**EXERCISE PROMPT:** Copy every line of the listing below word for word, but leave the pictures out.

Data items
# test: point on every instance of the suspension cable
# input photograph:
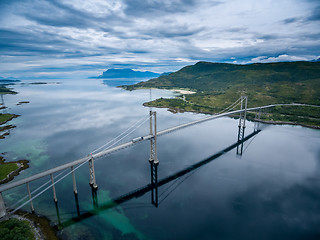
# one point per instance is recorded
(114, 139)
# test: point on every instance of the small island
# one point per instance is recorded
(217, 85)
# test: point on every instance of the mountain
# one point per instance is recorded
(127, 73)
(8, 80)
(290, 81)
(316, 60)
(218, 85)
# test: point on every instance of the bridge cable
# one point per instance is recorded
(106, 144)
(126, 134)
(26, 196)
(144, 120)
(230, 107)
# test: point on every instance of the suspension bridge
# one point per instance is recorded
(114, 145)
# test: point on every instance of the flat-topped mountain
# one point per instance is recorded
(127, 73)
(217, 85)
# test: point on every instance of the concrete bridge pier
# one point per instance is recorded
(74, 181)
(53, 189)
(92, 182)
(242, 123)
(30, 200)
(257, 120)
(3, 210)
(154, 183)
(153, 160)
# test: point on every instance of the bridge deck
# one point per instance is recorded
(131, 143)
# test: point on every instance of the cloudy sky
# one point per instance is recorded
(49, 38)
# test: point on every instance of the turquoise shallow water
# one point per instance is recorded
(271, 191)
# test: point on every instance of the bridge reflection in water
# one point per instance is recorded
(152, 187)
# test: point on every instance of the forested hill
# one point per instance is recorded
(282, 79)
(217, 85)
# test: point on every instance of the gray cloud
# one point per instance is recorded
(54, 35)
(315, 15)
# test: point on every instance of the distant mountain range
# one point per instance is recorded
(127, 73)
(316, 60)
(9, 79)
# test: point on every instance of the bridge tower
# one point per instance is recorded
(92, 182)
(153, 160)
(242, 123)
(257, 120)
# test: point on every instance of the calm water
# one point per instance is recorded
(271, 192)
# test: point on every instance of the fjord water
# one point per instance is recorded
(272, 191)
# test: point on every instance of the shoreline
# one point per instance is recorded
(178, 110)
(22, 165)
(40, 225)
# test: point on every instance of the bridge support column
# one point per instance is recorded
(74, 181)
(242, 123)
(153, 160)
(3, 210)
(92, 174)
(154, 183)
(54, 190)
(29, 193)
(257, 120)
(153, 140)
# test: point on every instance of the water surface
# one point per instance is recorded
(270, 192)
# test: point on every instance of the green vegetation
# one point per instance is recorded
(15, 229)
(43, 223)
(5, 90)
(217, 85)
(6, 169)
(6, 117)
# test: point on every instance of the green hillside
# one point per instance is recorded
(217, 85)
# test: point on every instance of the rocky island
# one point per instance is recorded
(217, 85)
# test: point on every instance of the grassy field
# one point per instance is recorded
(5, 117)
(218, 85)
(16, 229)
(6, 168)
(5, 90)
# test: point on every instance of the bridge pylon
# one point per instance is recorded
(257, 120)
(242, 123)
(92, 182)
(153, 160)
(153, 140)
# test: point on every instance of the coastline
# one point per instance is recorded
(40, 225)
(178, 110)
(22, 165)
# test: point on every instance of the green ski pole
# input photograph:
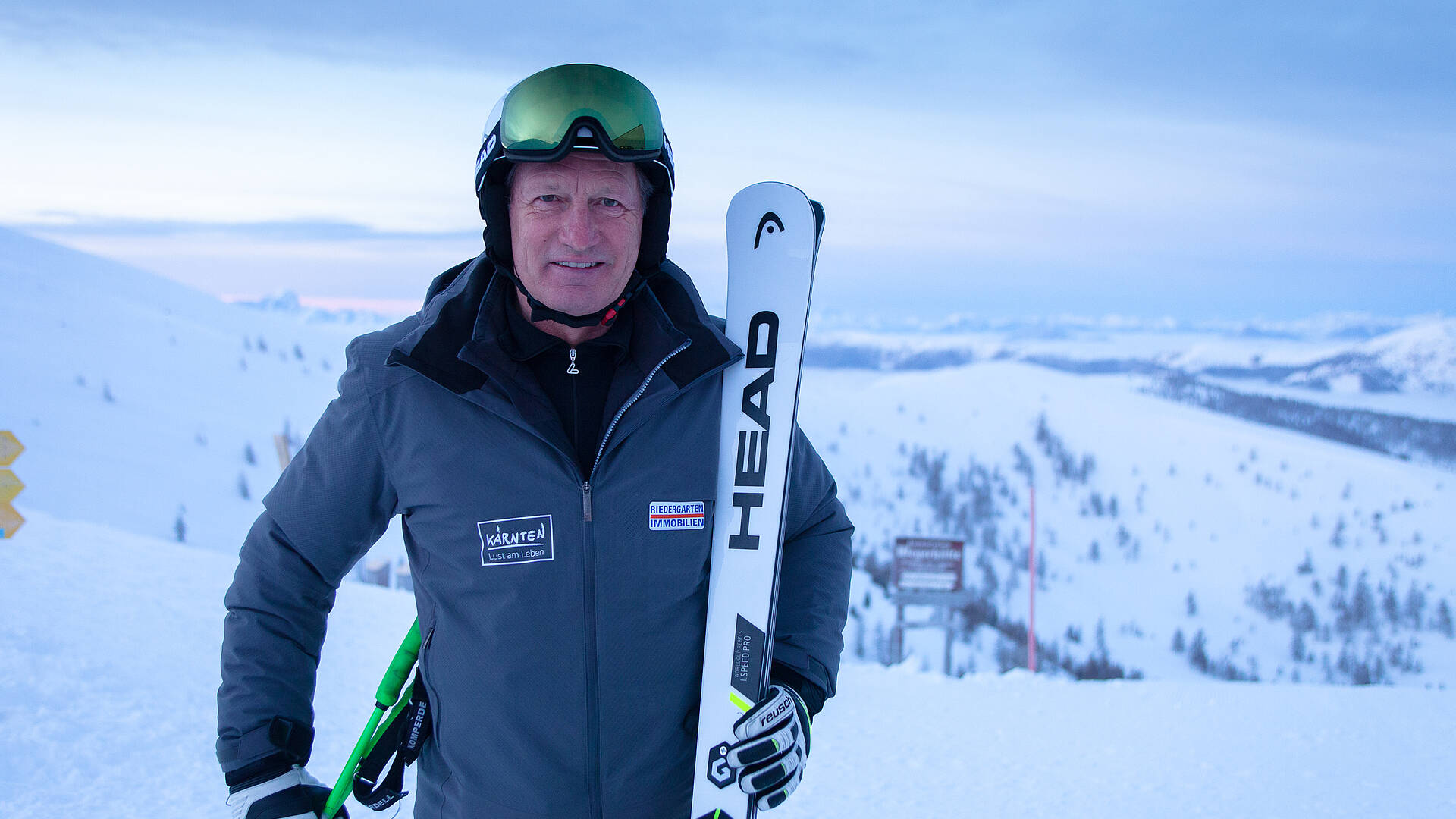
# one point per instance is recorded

**RESULT OF THE TASK:**
# test: point on every instance of the suspension cable
# input photograph:
# one point per instance is recorded
(114, 139)
# test: point on every instance of the small island
# one point per instance is recorded
(217, 85)
# test: point on every instance of the mountain
# one point per instance is recorded
(127, 73)
(8, 80)
(290, 81)
(316, 60)
(218, 85)
# test: point on every instance of the bridge cable
# one point per instance is recorded
(106, 144)
(126, 134)
(26, 196)
(144, 120)
(230, 107)
# test: point on every instance of the suspension bridge
# one point per instance is recorded
(114, 145)
# test: point on every instance of the flat-topped mountain
# one point per instance is recorded
(127, 73)
(217, 85)
# test: point on every instance of the concrete bridge pier
# one point per instance is recorded
(74, 181)
(53, 189)
(92, 182)
(242, 123)
(30, 200)
(257, 120)
(3, 210)
(154, 183)
(153, 160)
# test: point on every instance of the bridge deck
# one point per instance is recorded
(131, 143)
# test: point on every instance of the cloudy sky
# one point per instance is recorded
(49, 38)
# test: point on every instance of the turquoise shallow water
# one point per instance is recorded
(271, 191)
# test: point on every instance of the bridge reflection in water
# one point per instance is recorded
(152, 187)
# test: point on every instance of the forested hill
# one point per instance is recorded
(282, 79)
(217, 85)
# test: point on every instance of the gray cloud
# one point per instance is recorded
(54, 35)
(315, 15)
# test: point on every instance of the distant mountain range
# one point per instance is recorded
(127, 73)
(316, 60)
(9, 79)
# test: point on every instance of the bridge tower
# one point per instance is recorded
(92, 182)
(153, 160)
(242, 123)
(257, 120)
# test: point on every instance of the calm water
# one point per instance is recorded
(271, 192)
# test: point on every instance of the fjord water
# one point per instance is recorded
(272, 191)
# test: point on every instance of the shoreline
# one point per instance is recorded
(178, 110)
(22, 165)
(40, 225)
# test: point on every instance of the bridge support column
# one point per instance is recorded
(74, 181)
(242, 123)
(153, 160)
(3, 210)
(92, 174)
(154, 183)
(54, 190)
(29, 193)
(257, 120)
(153, 140)
# test: point on every instance of the water surface
# one point per instance is recorded
(270, 192)
# test: point on every instance of the green vegetation
# one point per instance is recorded
(15, 229)
(43, 223)
(5, 90)
(217, 85)
(6, 169)
(6, 117)
# test: point on every instance of the green hillside
# one point per instance is recorded
(217, 85)
# test: point on every instance of the rocky island
# one point per instance is recorded
(217, 85)
# test: point on every instance of the grassy field
# one point per instance is recorded
(5, 117)
(218, 85)
(16, 229)
(6, 168)
(5, 90)
# test: point on every instance of the bridge pylon
# one point per instance is recorded
(257, 120)
(242, 123)
(92, 182)
(153, 160)
(153, 140)
# test: point on every instance of the coastline
# one point per instance is recorded
(40, 225)
(178, 110)
(22, 165)
# test: point on every instance of the green ski pole
# input photograph:
# one point per instance is recorded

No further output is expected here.